REQUEST. Reproduce the stretch from the line containing "Report the location of every instance of the exhaust" through the end of the records, requests included. Increase every answer point coordinate by 111.

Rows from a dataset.
------------------------------

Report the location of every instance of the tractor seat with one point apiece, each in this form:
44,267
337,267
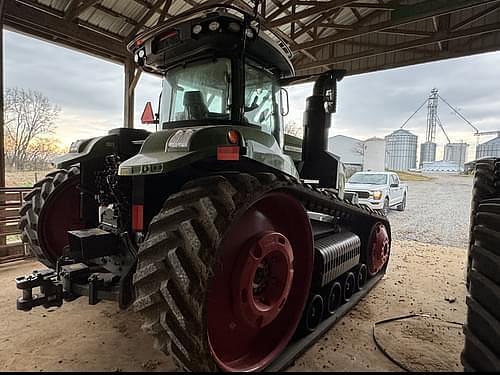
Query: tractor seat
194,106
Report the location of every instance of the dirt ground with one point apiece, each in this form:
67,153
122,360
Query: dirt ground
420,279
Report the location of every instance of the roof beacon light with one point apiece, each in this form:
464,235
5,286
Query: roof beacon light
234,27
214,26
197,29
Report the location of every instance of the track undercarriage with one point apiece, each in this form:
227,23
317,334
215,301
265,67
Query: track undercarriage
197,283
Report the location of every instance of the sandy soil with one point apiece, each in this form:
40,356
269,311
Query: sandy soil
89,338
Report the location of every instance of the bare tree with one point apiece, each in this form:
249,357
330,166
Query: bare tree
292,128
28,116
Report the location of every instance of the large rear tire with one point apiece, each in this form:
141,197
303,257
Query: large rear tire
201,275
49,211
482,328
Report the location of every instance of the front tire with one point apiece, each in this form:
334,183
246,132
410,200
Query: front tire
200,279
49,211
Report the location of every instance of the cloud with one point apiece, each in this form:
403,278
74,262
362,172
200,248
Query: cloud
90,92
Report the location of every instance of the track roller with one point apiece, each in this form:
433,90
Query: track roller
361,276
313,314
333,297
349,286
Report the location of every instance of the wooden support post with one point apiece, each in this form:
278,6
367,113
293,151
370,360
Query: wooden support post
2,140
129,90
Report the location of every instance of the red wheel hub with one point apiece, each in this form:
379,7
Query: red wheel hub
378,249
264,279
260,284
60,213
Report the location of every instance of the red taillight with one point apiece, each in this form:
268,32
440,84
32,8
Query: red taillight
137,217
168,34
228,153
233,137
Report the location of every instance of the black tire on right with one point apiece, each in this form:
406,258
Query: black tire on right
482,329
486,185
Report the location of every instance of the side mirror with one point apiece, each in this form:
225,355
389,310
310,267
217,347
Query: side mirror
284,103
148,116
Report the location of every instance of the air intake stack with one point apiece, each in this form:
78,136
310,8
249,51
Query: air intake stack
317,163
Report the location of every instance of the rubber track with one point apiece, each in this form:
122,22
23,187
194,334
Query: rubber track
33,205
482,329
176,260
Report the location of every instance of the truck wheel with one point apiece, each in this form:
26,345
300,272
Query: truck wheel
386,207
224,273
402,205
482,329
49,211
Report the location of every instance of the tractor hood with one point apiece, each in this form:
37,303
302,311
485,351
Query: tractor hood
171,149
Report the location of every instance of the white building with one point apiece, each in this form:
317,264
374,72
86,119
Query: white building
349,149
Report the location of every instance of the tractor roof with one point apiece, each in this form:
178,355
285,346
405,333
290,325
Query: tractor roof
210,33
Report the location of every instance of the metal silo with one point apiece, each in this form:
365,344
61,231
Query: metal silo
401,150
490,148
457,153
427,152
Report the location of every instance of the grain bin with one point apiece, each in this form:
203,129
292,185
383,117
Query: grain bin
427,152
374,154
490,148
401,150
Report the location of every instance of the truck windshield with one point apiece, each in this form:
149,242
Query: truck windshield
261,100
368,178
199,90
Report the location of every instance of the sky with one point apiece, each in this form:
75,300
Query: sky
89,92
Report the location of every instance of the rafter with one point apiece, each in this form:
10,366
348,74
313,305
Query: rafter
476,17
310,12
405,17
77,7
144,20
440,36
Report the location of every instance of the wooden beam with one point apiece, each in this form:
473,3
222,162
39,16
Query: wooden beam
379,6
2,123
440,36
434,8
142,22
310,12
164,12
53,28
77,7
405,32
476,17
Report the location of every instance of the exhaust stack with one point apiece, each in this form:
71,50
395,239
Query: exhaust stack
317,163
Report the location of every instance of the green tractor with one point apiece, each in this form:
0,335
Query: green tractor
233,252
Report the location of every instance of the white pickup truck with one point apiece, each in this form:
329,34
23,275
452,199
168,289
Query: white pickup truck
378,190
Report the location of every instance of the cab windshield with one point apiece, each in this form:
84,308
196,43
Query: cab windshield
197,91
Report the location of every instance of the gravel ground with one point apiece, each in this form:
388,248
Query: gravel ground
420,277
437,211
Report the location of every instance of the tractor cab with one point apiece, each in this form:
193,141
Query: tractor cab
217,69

------------------------------

EXERCISE ANSWER.
Report the location of every instance of the exhaust stack with one point apiece, each in this form:
71,50
395,239
Query: exhaust stack
428,274
Report the location of every instance of the green tractor with one point apiece, each in this form:
0,335
Query: green tractor
344,363
Report the location of every instance of the white pickup truck with one point apiece, each in this form:
329,34
23,275
452,199
168,289
Query: white pickup truck
489,301
Report the location of every instance of the cab windshield with one point apiece, each in this form:
84,308
196,43
Query: cab windshield
308,202
Report the location of every instance of the gravel ground with one point apiece, each in this form:
388,248
Query: gravel ground
531,388
548,322
Report the location of every instance of the tractor cab with one point apiece, each in this form:
193,141
Query: tractor cab
328,180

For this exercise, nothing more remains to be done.